──────── RAW RECORDS

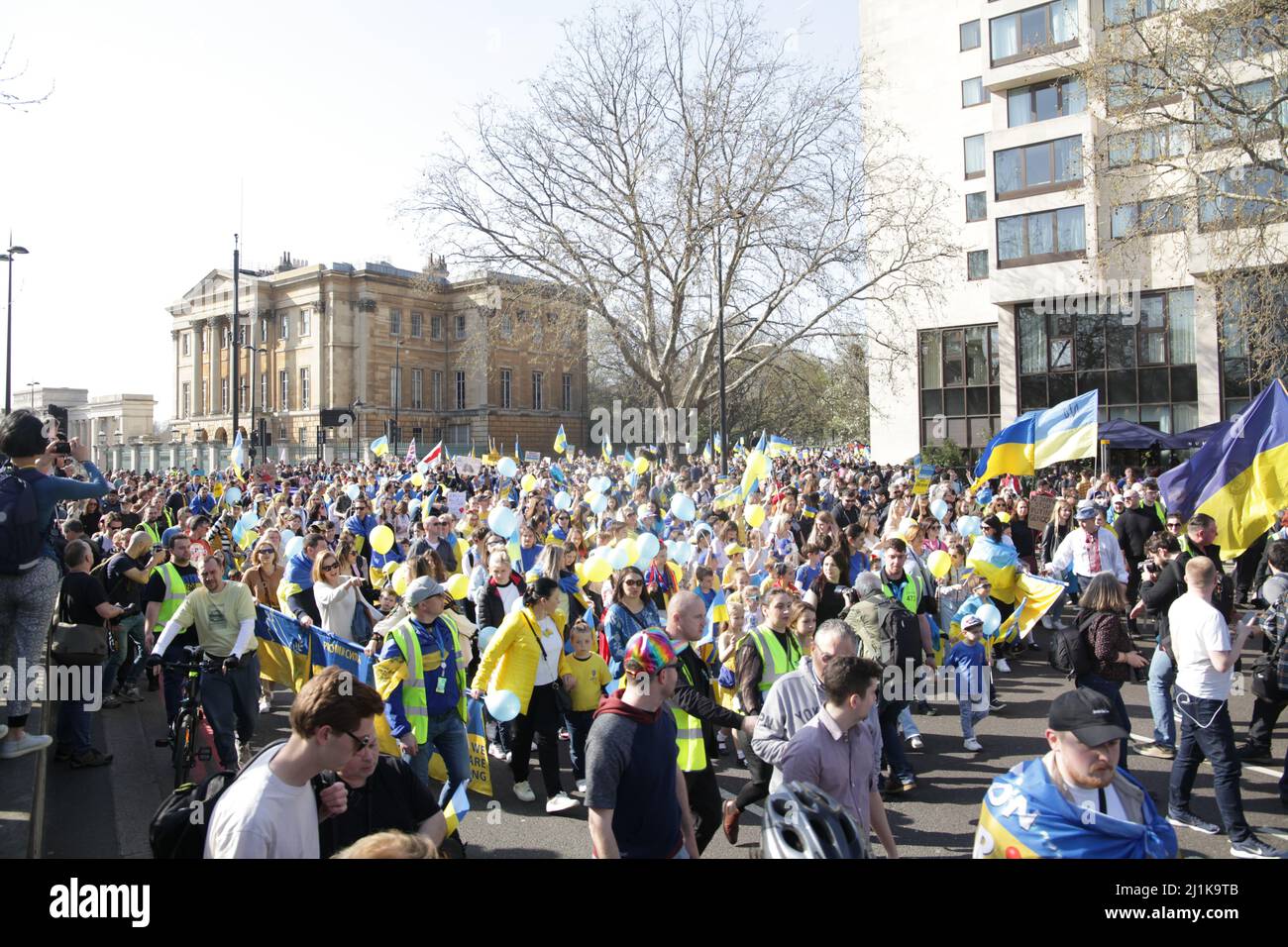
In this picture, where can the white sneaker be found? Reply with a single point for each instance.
(13, 749)
(561, 801)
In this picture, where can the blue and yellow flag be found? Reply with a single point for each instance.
(1024, 815)
(1237, 476)
(1041, 438)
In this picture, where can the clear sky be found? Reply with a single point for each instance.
(300, 125)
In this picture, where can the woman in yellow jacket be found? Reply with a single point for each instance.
(523, 657)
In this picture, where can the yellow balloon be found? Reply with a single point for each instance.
(596, 569)
(939, 562)
(381, 539)
(459, 585)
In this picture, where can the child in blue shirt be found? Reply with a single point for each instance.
(970, 665)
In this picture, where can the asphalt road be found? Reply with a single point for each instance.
(106, 812)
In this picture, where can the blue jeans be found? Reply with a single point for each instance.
(231, 702)
(889, 716)
(969, 716)
(1113, 689)
(1207, 733)
(446, 735)
(1162, 676)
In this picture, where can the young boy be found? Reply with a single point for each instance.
(970, 665)
(585, 676)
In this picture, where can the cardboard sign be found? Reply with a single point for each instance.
(1039, 510)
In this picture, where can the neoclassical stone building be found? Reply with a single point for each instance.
(464, 361)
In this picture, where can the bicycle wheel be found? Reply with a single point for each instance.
(181, 746)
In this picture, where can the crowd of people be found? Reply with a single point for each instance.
(655, 616)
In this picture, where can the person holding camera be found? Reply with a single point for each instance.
(29, 560)
(1104, 602)
(224, 616)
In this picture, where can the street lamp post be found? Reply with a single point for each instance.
(8, 333)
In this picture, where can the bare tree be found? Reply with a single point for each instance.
(7, 76)
(1196, 165)
(674, 158)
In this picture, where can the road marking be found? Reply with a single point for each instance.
(1275, 774)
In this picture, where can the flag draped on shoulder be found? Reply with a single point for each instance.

────────────────

* **PROBLEM TO SOLVE**: Render everything from the line with "In this picture, where can the person" down to the line with "(1275, 774)" as a two-column CSV headed item and answer. Give one row per item, with each field in quotes and line breaks replaced by spaces.

* **THE COMPLETED TASK**:
item,answer
"In this picture, where can the person holding camera be found? Reply with a single point for each instance.","(29, 560) (1104, 602) (224, 616)"
"In this picture, where can the street lamp post be found? Reply with a single point for each instance.","(8, 333)"
"In this picture, where can the bare tree be found? Reply with a single point for each instance.","(7, 76) (1196, 165) (674, 158)"
"In this picture, where can the road marking be found? Reply with a single point for each instance.","(1275, 774)"